TASK DIRECTIONS
In the data below, find the line containing "31L297 183L308 179L296"; reproduce that line and all subsequent lines exactly, and nothing else.

====== MATERIAL FOR THIS EXERCISE

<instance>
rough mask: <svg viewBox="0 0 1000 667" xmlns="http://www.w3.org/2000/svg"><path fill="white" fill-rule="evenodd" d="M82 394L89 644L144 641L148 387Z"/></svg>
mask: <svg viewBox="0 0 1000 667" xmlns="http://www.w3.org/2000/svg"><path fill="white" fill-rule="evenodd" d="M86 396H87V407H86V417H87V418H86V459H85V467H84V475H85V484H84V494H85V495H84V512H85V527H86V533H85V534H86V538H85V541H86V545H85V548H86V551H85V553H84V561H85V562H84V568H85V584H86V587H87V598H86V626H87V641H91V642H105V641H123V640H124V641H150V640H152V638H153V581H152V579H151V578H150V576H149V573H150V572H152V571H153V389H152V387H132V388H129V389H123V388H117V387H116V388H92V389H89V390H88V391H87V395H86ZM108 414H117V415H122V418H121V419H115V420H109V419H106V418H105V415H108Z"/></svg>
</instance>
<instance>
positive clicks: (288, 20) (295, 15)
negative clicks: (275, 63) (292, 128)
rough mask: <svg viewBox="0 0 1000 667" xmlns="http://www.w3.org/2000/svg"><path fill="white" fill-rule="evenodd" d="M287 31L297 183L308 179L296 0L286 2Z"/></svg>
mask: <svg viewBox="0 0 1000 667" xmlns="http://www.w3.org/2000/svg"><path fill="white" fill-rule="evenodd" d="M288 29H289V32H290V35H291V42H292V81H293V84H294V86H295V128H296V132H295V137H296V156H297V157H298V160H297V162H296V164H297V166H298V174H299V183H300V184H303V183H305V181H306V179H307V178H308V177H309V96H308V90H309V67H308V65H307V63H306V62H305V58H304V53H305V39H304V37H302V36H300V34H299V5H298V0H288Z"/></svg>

============

ANSWER FOR THE TASK
rough mask: <svg viewBox="0 0 1000 667" xmlns="http://www.w3.org/2000/svg"><path fill="white" fill-rule="evenodd" d="M287 31L297 183L308 179L296 0L286 2Z"/></svg>
mask: <svg viewBox="0 0 1000 667" xmlns="http://www.w3.org/2000/svg"><path fill="white" fill-rule="evenodd" d="M288 29H289V32H290V35H291V42H292V81H293V84H294V86H295V128H296V132H295V137H296V156H297V157H298V160H297V162H296V164H297V166H298V174H299V183H300V184H303V183H305V181H306V179H307V178H308V177H309V96H308V90H309V67H308V65H307V63H306V62H305V58H304V53H305V39H304V37H302V36H300V34H299V5H298V0H288Z"/></svg>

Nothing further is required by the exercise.